• _EXTRACT PROVIDED_:

You're missing the point that it doesn't matter that green beer may have microbiological impurities. Any impurities that may be in the green beer are also in the culture. The culture is biologically stable because of its pH and ethanol content (most bacteria are pH and ethanol sensitive). When one replaces the green beer with boiled water, one not only risks introducing new wild microflora into to the equation, the new wild microflora and any existing wild microflora can now start because one has raised the pH of the culture and removed the alcohol.
Let's use food canning as an example of pH affects bacteria. There are foods that can be canned via boiling water bath and foods that require pressure canning. Can you guess what types of food can be canned via boiling water immersion? If you guessed low pH foods, then it is starting click. In order for boiling water canning to be successful, a food stuff must have a pH that is below 4.6. Boiling canned low pH food does not kill Clostridium botulinum spores. The boiling water bath deactivates the vegetative cells, and the low pH prevents the spores from germinating.
The pH of green beer is in the range of 4.1 to 4.2 (beer's low pH is integral to its stability as a food stuff). Only a very select group of bacteria spores can germinate in a 4.1 pH solution. You do not want these microorganisms in your brewery because they are known as beer spoilage organisms. Common beer spoilage bacteria are strains from the Lactobacillus, Pedicoccus, and Acetobacter families. These bacteria strains have the potential to render a brewery non-operable if not tightly controlled.
While I do not wish to take this thread off on tangent, here's a link to a thesis dealing with the microbiological stability of beer and hop resistant beer spoilage bacteria.
dissertations.ub.rug.nl/FILES/faculties/science/2002/k.sakamoto/thesis.pdf
"Beer has been recognized for hundreds of years as a safe beverage. It is hard to spoil and has a remarkable microbiological stability. The reason is that beer is an unfavorable medium for many micro-organisms due to the presence of ethanol (0.5-10% w/w), hop bitter compounds (approx. 17-55 ppm of iso-α-acids), the high content of carbondioxide (approx. 0.5% w/v), the low pH (3.8-4.7), the extremely reduced content of oxygen (<0.1 ppm) and the presence of only traces of nutritive substances such as glucose, maltose and maltotriose. These latter carbon sources have been substrates for brewing yeast during fermentation. As a result pathogens such as Salmonellae typhimurium and Staphylococcus aureus do not grow or survive in beer (Bunker, 1955)."

Items from a data source
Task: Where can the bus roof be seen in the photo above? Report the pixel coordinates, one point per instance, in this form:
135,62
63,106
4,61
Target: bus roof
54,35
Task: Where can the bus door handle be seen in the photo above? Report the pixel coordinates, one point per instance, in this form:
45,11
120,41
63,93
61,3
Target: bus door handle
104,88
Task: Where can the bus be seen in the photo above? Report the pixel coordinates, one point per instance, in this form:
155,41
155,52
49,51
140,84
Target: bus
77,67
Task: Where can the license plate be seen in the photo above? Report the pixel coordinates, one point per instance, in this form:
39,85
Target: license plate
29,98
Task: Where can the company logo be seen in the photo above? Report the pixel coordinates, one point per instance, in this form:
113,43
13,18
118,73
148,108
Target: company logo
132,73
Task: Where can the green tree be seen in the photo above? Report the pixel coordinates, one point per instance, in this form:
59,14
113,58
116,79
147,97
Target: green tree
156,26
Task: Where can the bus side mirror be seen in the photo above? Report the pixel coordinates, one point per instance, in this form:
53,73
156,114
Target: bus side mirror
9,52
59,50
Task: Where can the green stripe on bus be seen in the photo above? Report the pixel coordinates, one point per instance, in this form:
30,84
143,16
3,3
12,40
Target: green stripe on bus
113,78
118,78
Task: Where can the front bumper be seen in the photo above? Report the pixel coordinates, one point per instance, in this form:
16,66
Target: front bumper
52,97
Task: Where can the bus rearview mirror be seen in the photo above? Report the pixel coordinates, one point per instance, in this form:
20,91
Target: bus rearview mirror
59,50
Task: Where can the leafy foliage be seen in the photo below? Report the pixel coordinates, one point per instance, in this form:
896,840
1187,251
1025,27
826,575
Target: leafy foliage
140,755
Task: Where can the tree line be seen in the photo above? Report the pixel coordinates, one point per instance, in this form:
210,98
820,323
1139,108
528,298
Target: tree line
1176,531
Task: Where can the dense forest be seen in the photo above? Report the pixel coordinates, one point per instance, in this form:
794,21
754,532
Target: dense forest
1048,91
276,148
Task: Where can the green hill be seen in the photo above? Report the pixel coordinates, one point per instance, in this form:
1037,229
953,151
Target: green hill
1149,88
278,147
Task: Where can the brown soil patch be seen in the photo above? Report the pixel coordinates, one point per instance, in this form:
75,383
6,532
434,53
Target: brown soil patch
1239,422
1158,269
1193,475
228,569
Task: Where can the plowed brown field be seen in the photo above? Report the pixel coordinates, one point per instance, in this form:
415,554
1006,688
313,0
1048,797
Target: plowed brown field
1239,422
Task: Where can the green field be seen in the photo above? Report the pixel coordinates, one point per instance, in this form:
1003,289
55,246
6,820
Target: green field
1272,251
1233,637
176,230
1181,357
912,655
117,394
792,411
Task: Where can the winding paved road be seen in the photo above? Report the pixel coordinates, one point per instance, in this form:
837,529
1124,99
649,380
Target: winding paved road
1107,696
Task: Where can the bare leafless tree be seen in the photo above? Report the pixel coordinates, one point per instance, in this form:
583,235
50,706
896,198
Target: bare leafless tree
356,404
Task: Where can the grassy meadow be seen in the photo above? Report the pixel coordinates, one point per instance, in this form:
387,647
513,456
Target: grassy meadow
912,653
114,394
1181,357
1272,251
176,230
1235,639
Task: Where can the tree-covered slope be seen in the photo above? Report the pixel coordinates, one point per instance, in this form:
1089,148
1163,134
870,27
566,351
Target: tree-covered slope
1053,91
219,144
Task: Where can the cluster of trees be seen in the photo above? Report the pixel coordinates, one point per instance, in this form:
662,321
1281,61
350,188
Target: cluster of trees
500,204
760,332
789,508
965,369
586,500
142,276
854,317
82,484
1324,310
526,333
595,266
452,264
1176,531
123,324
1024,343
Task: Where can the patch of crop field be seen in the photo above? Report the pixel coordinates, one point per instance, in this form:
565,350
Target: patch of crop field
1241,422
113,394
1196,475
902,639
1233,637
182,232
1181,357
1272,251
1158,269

• _TASKS TO COMPLETE_:
A. In the post on beer's microbiological stability, reproduce the passage that starts at "Let's use food" and ends at "spores from germinating.".
B. Translate this sentence from the post on beer's microbiological stability into Spanish: "Only a very select group of bacteria spores can germinate in a 4.1 pH solution."

• _LIST OF SOLUTIONS_:
A.
Let's use food canning as an example of pH affects bacteria. There are foods that can be canned via boiling water bath and foods that require pressure canning. Can you guess what types of food can be canned via boiling water immersion? If you guessed low pH foods, then it is starting click. In order for boiling water canning to be successful, a food stuff must have a pH that is below 4.6. Boiling canned low pH food does not kill Clostridium botulinum spores. The boiling water bath deactivates the vegetative cells, and the low pH prevents the spores from germinating.

B. Solo un grupo muy selecto de esporas bacterianas puede germinar en una solución con un pH de 4,1.